Voci da mondi diversi. Stati Uniti d'America
romanzo-saggio
Barbara Demick, “I mangiatori di Buddha. Vita e ribellione in una città del Tibet”
Ed. Iperborea,
trad. Katia Bagnoli, pagg. 364, Euro 19,50
Tibet. “Il tetto del mondo”, così
chiamato per la sua altitudine media di 4900 metri sul livello del mare. Poco
più di tre milioni gli abitanti. Una guida spirituale, il Dalai Lama in esilio
in India dal 1959. Un vicino scomodo e, letteralmente, invadente- la Cina.
Viene spontaneo chiedersi come può, un gigante come la Cina, reputare
pericoloso un microbo come il Tibet, tanto da stroncarne non solo i desideri di
indipendenza, ma anche da cercare di sradicare la sua cultura e la sua lingua?
La scrittrice e giornalista americana Barbara Demick è riuscita a fare tre viaggi a Ngaba, la città che si trova dove l’altopiano tibetano si incontra con la Cina diventata nota dopo il numero di monaci che hanno scelto di darsi fuoco per protesta. Da questi viaggi, dai colloqui con gli abitanti sul posto e da quelli che ora vivono in città vicine o in Nepal, nasce il suo reportage che si legge come un romanzo corale. I personaggi che vi appaiono sono tutti veri anche se con altro nome su queste pagine. È un racconto appassionante della Storia del Tibet dal 1958 ai giorni nostri. In una canzone di Tashi Dhondup il 1958 si allinea con il 2008- il 1958 è ricordato come ‘l’anno più buio per il Tibet’, “l’anno in cui l’acerrimo nemico arrivò in Tibet”, e il 2008 come ‘l’anno in cui i tibetani innocenti sono stati torturati’. Nella memoria tibetana permane il terrore del 1958. Così come la parola Nakbà indica l’esodo palestinese del 1948, Shoah il genocidio ebraico, Holodomor il genocidio per fame perpetrato dal regime sovietico a danno della popolazione ucraina negli anni 1932-1933, il termine Ngabgay, cioè ‘58, allude ad una catastrofe così tremenda che solo una data può esprimerla. C’è anche un altro nome per indicarla e ci colpisce per la poesia contenuta nella parola: Dhulok, che significa “ quando il cielo e la terra si rovesciarono.”

**Voci estratte**
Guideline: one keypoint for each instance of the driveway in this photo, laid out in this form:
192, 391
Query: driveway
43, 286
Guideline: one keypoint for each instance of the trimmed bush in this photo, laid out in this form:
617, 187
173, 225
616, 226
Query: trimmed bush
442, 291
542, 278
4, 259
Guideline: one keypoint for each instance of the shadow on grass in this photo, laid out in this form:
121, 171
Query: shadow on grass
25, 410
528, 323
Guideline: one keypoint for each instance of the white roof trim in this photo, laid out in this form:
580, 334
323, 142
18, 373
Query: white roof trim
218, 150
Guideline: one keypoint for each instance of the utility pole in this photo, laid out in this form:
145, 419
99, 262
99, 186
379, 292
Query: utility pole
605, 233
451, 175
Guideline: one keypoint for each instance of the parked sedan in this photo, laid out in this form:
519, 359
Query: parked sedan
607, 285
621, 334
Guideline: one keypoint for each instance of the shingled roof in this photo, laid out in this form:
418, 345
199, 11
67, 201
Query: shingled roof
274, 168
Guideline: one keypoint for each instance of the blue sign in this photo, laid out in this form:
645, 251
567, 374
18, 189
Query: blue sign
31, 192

...

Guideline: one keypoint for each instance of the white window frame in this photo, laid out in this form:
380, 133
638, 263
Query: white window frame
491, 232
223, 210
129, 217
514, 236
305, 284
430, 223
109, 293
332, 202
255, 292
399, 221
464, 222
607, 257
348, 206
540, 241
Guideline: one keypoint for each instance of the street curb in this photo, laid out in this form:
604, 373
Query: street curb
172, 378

---

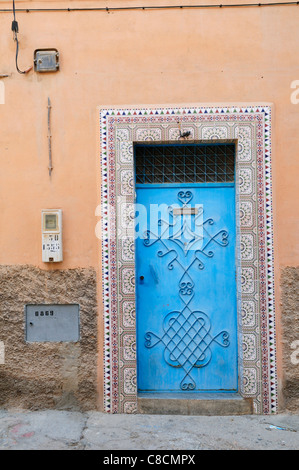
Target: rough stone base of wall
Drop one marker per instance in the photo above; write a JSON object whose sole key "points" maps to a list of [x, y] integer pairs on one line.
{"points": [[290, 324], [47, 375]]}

**Quesito posto 1**
Secondo l'estratto, che cosa significa la parola Dhulok?
**Quesito posto 2**
Individui nei record ogni riga in cui compare la stringa "points" e la trascriva.
L'estratto e i record hanno provenienze distinte.

**Risposta scritta 1**
Significa «quando il cielo e la terra si rovesciarono».

**Risposta scritta 2**
Drop one marker per instance in the photo above; write a JSON object whose sole key "points" maps to a list of [x, y] integer pairs on one line.
{"points": [[290, 324], [47, 375]]}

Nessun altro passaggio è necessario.